Lay out as a numbered list, with blank lines omitted, the part of the listing that opens with the line containing "Exercise. For every instance of the chandelier chain" and closes with the line containing "<point>109,57</point>", both ends included.

▶ **Excerpted records**:
════

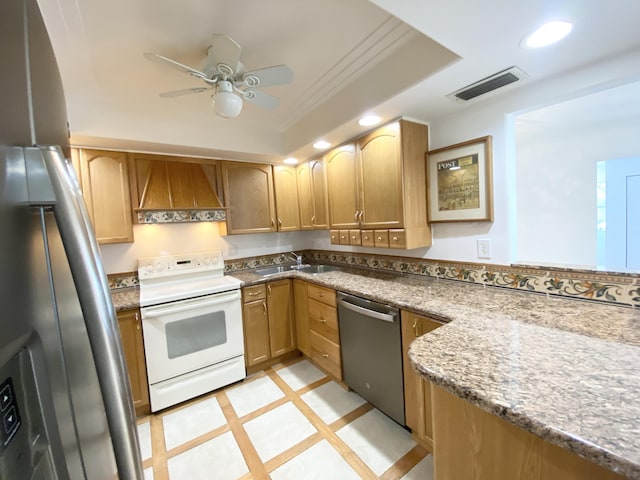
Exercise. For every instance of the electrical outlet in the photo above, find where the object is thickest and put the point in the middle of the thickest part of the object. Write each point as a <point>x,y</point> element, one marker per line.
<point>484,248</point>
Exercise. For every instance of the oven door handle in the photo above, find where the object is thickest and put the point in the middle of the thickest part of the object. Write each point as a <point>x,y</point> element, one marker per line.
<point>186,305</point>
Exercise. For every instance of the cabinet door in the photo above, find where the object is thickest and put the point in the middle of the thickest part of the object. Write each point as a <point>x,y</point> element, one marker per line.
<point>305,196</point>
<point>417,394</point>
<point>248,193</point>
<point>104,178</point>
<point>256,332</point>
<point>280,307</point>
<point>286,192</point>
<point>381,178</point>
<point>133,346</point>
<point>342,188</point>
<point>301,313</point>
<point>319,189</point>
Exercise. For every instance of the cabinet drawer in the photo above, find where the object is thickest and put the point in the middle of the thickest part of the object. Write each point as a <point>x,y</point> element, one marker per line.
<point>368,239</point>
<point>326,354</point>
<point>382,238</point>
<point>354,237</point>
<point>322,294</point>
<point>397,238</point>
<point>324,320</point>
<point>256,292</point>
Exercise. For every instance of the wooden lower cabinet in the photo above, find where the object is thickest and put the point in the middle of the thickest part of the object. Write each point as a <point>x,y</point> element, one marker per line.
<point>132,343</point>
<point>470,443</point>
<point>324,336</point>
<point>267,314</point>
<point>417,391</point>
<point>301,310</point>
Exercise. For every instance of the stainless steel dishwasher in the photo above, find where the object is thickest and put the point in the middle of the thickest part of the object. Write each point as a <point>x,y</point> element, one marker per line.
<point>370,341</point>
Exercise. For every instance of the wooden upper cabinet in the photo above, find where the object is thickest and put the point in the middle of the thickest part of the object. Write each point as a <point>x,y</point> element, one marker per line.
<point>286,193</point>
<point>343,188</point>
<point>248,193</point>
<point>173,183</point>
<point>381,175</point>
<point>104,180</point>
<point>319,190</point>
<point>305,196</point>
<point>312,195</point>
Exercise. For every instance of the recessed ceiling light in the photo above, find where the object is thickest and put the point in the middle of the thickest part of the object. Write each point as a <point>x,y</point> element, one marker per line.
<point>547,34</point>
<point>320,144</point>
<point>369,120</point>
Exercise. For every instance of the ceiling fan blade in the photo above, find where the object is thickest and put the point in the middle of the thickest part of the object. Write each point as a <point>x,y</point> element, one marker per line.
<point>184,91</point>
<point>261,99</point>
<point>154,57</point>
<point>265,77</point>
<point>224,51</point>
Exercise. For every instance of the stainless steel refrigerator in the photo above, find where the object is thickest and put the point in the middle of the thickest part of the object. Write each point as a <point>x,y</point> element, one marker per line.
<point>65,400</point>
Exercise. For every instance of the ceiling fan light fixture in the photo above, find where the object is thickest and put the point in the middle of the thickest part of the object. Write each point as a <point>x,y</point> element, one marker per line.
<point>321,144</point>
<point>550,32</point>
<point>226,103</point>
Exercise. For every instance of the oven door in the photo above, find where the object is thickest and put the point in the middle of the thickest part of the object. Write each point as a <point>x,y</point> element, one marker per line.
<point>183,336</point>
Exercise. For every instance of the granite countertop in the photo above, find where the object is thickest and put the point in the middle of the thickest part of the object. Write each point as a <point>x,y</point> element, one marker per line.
<point>565,370</point>
<point>125,298</point>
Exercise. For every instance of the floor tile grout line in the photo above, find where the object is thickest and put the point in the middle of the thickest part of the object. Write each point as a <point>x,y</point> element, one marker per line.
<point>248,450</point>
<point>334,440</point>
<point>404,464</point>
<point>158,449</point>
<point>199,440</point>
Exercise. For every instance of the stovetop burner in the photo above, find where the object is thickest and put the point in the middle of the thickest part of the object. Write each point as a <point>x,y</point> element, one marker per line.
<point>177,277</point>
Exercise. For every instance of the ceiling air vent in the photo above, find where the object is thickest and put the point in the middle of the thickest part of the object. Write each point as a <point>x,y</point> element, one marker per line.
<point>486,85</point>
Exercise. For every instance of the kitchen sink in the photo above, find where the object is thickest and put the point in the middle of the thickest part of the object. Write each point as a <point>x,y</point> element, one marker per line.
<point>312,269</point>
<point>268,271</point>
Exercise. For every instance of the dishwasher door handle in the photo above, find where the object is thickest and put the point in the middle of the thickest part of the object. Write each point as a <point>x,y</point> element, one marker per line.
<point>369,313</point>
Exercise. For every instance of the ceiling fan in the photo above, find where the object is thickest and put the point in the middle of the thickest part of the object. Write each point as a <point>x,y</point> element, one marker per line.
<point>223,73</point>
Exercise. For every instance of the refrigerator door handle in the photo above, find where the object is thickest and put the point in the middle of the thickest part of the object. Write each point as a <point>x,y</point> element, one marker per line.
<point>97,308</point>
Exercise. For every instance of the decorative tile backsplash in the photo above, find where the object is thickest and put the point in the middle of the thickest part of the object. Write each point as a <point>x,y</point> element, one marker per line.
<point>181,216</point>
<point>618,288</point>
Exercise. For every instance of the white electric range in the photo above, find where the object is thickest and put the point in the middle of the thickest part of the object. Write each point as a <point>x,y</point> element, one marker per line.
<point>192,326</point>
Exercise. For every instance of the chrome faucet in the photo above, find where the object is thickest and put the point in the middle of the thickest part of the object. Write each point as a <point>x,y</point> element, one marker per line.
<point>297,258</point>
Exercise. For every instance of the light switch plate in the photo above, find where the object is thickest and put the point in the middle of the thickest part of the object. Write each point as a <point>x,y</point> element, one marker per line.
<point>484,248</point>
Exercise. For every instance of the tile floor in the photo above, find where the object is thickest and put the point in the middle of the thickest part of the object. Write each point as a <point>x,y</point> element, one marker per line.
<point>289,422</point>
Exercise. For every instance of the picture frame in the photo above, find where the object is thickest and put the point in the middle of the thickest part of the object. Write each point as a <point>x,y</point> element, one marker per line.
<point>459,182</point>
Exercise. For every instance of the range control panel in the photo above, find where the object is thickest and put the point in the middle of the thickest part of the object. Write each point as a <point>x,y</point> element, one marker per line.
<point>176,265</point>
<point>9,412</point>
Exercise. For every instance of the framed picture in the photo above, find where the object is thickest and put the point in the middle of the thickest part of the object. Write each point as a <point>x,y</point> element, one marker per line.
<point>459,184</point>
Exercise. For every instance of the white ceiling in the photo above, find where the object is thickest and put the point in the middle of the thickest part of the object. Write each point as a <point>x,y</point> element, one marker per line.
<point>394,57</point>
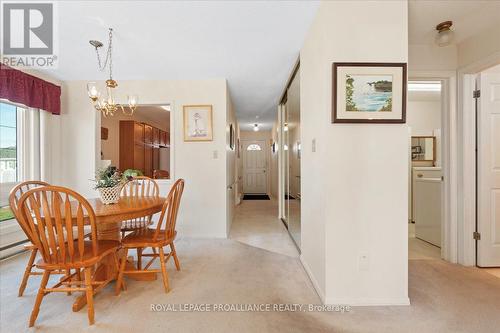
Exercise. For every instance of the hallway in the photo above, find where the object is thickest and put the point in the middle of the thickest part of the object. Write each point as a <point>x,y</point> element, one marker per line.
<point>256,224</point>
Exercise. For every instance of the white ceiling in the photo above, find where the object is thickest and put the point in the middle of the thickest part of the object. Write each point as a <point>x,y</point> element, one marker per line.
<point>253,44</point>
<point>469,17</point>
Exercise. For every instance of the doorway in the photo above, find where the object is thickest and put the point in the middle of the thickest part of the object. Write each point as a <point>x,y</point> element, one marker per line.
<point>254,167</point>
<point>487,115</point>
<point>426,189</point>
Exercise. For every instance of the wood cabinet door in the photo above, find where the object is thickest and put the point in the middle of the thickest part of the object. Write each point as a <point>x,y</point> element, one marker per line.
<point>138,133</point>
<point>139,156</point>
<point>148,134</point>
<point>148,160</point>
<point>162,138</point>
<point>156,158</point>
<point>156,136</point>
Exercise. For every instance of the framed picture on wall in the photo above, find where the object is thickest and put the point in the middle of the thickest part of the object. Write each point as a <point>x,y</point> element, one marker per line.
<point>198,123</point>
<point>369,92</point>
<point>231,136</point>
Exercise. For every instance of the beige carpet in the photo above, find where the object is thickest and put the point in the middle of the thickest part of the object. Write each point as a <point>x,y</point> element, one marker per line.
<point>258,265</point>
<point>445,298</point>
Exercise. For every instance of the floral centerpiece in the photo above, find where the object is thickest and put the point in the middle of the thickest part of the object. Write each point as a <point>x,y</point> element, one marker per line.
<point>109,183</point>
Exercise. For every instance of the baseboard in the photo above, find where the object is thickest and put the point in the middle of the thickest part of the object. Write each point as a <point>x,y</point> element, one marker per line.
<point>403,301</point>
<point>314,282</point>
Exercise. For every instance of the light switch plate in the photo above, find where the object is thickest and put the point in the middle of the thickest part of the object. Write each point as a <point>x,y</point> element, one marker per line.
<point>363,261</point>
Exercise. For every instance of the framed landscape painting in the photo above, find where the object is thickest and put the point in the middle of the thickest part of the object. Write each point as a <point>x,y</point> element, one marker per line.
<point>369,92</point>
<point>198,123</point>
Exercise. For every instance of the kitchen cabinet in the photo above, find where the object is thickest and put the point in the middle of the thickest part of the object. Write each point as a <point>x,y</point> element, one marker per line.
<point>140,146</point>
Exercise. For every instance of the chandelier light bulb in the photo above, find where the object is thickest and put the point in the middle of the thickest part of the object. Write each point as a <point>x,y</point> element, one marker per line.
<point>445,35</point>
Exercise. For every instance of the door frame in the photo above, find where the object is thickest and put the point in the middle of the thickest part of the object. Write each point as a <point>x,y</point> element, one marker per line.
<point>267,158</point>
<point>449,161</point>
<point>466,76</point>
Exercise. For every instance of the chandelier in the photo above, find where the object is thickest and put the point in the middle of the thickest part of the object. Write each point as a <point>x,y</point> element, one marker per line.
<point>107,105</point>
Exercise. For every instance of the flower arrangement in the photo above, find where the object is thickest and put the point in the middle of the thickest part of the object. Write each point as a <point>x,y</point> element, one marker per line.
<point>108,177</point>
<point>109,182</point>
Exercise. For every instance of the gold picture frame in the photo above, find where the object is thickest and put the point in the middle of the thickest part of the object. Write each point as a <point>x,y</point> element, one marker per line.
<point>198,123</point>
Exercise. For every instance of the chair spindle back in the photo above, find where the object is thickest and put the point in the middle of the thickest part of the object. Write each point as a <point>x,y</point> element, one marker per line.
<point>52,215</point>
<point>170,210</point>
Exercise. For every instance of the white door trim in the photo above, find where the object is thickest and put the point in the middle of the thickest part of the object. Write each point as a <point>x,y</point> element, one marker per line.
<point>467,215</point>
<point>449,228</point>
<point>266,158</point>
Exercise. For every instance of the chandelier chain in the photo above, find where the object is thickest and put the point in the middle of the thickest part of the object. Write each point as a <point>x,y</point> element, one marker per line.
<point>109,57</point>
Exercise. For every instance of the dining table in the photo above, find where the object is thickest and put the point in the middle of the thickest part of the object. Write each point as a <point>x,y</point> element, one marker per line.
<point>109,218</point>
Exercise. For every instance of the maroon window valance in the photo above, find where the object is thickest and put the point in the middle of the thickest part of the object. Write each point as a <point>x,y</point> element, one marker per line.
<point>19,87</point>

════

▶ **Output of the task**:
1. Exercise. For every instance of the chandelier chain in the photo above, find where the object is thickest and put the point in the middle of the thickest part of the object. Write each point as a <point>x,y</point> element, one marker per line.
2. <point>109,57</point>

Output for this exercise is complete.